Records excerpted from a collection
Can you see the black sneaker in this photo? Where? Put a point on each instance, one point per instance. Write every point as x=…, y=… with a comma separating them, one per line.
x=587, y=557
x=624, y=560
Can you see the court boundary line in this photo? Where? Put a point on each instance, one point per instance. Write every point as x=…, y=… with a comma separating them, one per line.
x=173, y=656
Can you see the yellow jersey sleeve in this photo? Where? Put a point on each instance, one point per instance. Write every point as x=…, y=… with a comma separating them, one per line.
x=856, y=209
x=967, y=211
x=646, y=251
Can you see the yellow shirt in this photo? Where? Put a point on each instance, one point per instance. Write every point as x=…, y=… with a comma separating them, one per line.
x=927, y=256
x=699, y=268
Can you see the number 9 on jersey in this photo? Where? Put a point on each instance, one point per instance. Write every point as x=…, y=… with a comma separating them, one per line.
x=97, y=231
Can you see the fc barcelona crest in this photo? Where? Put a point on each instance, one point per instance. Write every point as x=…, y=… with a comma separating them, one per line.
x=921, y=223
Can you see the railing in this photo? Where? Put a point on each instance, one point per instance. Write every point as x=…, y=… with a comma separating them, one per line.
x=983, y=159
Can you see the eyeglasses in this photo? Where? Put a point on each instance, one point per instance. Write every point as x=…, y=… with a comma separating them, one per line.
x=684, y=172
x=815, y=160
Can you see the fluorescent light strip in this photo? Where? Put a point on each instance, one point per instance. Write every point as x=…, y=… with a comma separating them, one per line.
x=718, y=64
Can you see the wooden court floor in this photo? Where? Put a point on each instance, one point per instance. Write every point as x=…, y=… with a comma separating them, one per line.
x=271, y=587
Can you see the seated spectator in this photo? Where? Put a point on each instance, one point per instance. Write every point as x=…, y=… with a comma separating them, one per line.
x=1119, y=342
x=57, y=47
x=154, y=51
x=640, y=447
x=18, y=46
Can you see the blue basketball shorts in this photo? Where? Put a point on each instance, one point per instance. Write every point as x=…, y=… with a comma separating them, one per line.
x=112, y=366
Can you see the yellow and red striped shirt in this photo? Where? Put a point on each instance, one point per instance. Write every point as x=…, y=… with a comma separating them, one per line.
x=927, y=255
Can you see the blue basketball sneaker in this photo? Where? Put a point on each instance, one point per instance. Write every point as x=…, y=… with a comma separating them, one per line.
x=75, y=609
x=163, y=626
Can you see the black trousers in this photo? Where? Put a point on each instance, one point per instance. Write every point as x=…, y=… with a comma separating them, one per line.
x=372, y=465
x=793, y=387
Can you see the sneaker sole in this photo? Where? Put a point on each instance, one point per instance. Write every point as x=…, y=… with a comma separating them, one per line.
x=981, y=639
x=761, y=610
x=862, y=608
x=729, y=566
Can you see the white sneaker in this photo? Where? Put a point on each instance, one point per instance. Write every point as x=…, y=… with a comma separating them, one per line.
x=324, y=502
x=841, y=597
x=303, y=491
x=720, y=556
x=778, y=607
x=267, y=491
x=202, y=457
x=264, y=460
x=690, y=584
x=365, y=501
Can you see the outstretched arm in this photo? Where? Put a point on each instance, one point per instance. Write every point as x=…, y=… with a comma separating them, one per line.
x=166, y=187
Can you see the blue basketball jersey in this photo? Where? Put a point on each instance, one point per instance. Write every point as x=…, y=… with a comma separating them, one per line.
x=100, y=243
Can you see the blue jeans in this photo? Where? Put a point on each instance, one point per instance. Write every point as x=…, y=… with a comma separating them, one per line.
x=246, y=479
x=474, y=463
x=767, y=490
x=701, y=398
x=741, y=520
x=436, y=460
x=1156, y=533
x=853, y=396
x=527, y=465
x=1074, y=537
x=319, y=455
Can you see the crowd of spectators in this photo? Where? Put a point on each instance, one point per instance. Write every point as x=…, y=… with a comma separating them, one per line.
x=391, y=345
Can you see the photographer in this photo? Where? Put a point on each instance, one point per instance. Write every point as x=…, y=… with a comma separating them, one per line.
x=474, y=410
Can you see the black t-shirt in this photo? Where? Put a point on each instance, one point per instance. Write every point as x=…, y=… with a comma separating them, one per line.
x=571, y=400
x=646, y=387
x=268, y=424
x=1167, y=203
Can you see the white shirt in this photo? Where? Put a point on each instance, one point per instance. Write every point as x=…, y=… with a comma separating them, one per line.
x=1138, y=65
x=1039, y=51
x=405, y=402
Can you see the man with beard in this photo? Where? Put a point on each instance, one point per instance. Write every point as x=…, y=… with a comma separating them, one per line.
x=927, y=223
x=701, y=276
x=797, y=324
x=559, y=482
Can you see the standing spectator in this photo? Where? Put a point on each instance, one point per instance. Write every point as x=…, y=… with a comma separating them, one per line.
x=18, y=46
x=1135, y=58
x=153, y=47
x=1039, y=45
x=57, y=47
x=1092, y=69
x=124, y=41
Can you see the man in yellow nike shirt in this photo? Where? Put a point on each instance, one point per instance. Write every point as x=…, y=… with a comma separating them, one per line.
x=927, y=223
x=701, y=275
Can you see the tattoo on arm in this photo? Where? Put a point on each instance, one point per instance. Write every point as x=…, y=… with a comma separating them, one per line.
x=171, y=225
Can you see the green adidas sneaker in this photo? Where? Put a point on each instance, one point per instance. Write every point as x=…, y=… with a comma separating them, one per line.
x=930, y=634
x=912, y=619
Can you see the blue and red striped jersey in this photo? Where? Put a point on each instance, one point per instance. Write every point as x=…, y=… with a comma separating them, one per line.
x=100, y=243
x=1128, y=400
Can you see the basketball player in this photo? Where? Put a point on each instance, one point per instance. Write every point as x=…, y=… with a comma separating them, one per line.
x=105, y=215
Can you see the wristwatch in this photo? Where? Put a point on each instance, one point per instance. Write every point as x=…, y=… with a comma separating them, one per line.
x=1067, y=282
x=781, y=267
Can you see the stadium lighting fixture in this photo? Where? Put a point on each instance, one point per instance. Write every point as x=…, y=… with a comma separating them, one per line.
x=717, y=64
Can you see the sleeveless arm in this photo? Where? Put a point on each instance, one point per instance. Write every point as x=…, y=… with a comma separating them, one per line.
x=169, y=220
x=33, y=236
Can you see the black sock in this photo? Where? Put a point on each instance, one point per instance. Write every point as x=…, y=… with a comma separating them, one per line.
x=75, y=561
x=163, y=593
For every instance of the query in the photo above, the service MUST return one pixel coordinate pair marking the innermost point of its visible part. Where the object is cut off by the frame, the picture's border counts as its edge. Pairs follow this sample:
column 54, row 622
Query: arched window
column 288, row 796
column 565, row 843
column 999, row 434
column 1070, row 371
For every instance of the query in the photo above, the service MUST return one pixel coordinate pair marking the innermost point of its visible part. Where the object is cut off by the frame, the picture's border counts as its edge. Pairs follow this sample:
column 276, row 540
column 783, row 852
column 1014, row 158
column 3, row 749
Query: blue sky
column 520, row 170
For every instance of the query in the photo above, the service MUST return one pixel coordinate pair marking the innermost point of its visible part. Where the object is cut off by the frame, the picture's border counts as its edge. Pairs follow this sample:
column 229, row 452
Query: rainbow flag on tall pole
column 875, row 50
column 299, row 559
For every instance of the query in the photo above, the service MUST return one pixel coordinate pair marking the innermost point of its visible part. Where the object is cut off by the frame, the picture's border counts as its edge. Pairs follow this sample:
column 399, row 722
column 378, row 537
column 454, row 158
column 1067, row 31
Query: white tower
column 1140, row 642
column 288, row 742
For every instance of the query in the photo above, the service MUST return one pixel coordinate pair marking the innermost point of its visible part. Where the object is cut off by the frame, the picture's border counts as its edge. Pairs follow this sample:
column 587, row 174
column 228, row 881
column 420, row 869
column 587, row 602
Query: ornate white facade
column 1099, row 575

__What the task requires__:
Please recast everything in the listing above, from the line containing "Can you see the crowd" down to the line containing "x=474, y=410", with both of those lines included, as a JSON list of strings. Use one string per line and leave out blank lines.

__The response__:
[
  "Can you see the crowd of spectators in this photo? Where? Put a point on each instance, one point per instance. Write every point as x=…, y=… with a comma separating them, one per line.",
  "x=391, y=345",
  "Can you see the photographer in this photo? Where? Put a point on each instance, one point per instance. Write every point as x=…, y=… with a comma separating them, one per line.",
  "x=474, y=410"
]